▶ CONSIGNES DE TRAVAIL:
**1.** D'après l'extrait sur l'ONU, pour quelle durée le Secrétaire général est-il nommé ?
**2.** Reproduisez fidèlement le passage de l'extrait sur l'ONU qui s'ouvre sur les mots contenant « Ils sont en » et se clôt sur « en institutions spécialisées. ».

▶ EXTRAIT FOURNI:

........

Le Secrétariat est composé du personnel que peut exiger l’Organisation et d’un Secrétaire général. Ce dernier, qualifié par la Charte de « plus haut fonctionnaire de l’Organisation », est nommé par l’Assemblée générale sur recommandation de Conseil de sécurité pour cinq ans renouvelables. Le Secrétaire général assume des fonctions administratives en sa qualité de chef du Secrétariat général (gestion du personnel, préparation du budget, enregistrement et publication des traités). Mais il est surtout amené à jouer un rôle notable, le plus symbolique et médiatique qu’effectif, dans la politique internationale. Les secrétaires généraux, depuis la création de l’ONU sont Trygue Lie (1946-1952), Norvégien ; Dag Hammarksjöld (1953-1961), Suédois ; U Thant (1961-1971), Birman ; Kurt Waldheim (1972-1981), autrichien ; Javiez Perez de Cuellar (1982-1991), Péruvien ; Boutros Boutros-Ghali (1992-1996) ; Kofi Annan (1996). Ils peuvent être amenés à jouer un rôle important dans le règlement pacifique des différends en facilitant par son intervention une solution négociée. Kofi Annan a par exemple obtenu la conclusion de l’accord de Bagdad en 1998. 

 

b) Les organes subsidiaires

 

Ils sont en principe constitués par les organes principaux et sont dépourvus d’autonomie administrative et budgétaire. Leur importance est notable comme suffit à l’illustrer notamment la Commission du droit international, le Tribunal administratif des Nations Unies, le Tribunal pénal international pour l’ex-Yougoslavie, le Tribunal pénal international pour le Rwanda, etc. Etant donné l’envergure de leurs activités, certains organes subsidiaires ont changé de statut en se transformant en institutions spécialisées.

 

c) Institutions spécialisées

 

Elles sont regroupées dans « le système des Nations Unies », expression qui suggère bien l’ambition onusienne de coordination de ces institutions dont les activités couvrent tous les aspects techniques et culturels de la vie sociale. Chaque institution est en effet rattachée à l’Organisation sur la base d’un accord qui permet de coordonner leurs activités. Ces institutions, dont un certain nombre existaient avant la création de l’ONU demeurent très variées : l’Organisation internationale du travail (OIT), l’Organisation pour l’éducation, la science et la culture (UNESCO), l’Organisation mondiale de la Santé (OMS), les organisations dites de Bretton Woods (FMI, BIRD, SFI, AID), etc.

 

C) Conclusion

 

Il paraît essentiel de souligner que l’ONU, élément très modeste de l’ensemble complexe au sein des relations internationales, n’est pas un acteur indépendant sur la scène politique, contrairement à ce que prétendent les médias et laissent entendre certains hommes politiques pour ne pas endosser la responsabilité de décisions qui ne dépendent que d’eux-mêmes (tel François Mitterrand déclarant le 20 juin 1991, pour expliquer son engagement dans la guerre du golfe, que la France y était présente « en raison des décisions du Conseil de sécurité »). L’ONU est en fait essentiellement le Conseil de sécurité, où les Etats-Unis et les grandes puissances font la loi et où aucun membre permanents (dont la France) ne peut être lié par une décision qu’il n’aurait pas expressément approuvée, et le secrétaire général qui ne peut prendre aucune décision politique sans l’accord du Conseil et qui dispose seulement de quelque autorité en matière de gestion.

........

▶ DONNÉES FOURNIES:
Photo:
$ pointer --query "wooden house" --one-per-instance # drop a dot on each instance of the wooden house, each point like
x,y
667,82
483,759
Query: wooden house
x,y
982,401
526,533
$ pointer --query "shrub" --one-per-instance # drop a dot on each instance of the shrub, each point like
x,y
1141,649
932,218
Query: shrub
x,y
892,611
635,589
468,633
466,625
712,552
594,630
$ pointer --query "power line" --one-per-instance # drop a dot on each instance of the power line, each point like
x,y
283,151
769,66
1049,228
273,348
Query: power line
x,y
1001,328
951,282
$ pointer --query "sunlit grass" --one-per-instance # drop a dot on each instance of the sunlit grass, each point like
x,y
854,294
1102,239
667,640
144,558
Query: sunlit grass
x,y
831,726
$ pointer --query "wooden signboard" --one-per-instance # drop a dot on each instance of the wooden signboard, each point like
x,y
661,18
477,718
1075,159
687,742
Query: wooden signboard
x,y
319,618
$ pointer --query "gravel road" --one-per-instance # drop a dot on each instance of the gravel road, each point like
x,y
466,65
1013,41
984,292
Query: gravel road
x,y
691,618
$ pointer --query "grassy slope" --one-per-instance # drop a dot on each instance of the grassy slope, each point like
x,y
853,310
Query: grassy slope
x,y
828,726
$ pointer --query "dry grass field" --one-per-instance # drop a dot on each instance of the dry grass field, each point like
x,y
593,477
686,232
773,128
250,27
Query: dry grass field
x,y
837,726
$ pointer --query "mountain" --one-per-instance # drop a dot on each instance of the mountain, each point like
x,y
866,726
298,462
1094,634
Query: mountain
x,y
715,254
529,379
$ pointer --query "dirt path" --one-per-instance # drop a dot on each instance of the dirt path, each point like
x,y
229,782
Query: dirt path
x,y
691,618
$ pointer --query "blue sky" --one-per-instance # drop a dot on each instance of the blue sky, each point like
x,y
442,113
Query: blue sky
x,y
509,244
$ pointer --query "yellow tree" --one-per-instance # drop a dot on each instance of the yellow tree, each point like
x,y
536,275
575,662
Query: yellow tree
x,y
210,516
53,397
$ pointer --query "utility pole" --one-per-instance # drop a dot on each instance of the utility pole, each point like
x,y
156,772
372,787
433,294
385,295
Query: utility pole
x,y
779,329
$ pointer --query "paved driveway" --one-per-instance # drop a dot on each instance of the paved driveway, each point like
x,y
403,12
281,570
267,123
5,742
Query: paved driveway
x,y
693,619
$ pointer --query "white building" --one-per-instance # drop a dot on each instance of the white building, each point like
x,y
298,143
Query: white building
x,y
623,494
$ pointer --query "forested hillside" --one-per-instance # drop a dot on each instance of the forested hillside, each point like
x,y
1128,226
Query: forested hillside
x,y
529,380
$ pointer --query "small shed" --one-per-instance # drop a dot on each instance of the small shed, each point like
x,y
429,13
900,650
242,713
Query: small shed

........

▶ RÉPONSES FINALES:
**1.** Pour cinq ans renouvelables.

**2.**
Ils sont en principe constitués par les organes principaux et sont dépourvus d’autonomie administrative et budgétaire. Leur importance est notable comme suffit à l’illustrer notamment la Commission du droit international, le Tribunal administratif des Nations Unies, le Tribunal pénal international pour l’ex-Yougoslavie, le Tribunal pénal international pour le Rwanda, etc. Etant donné l’envergure de leurs activités, certains organes subsidiaires ont changé de statut en se transformant en institutions spécialisées.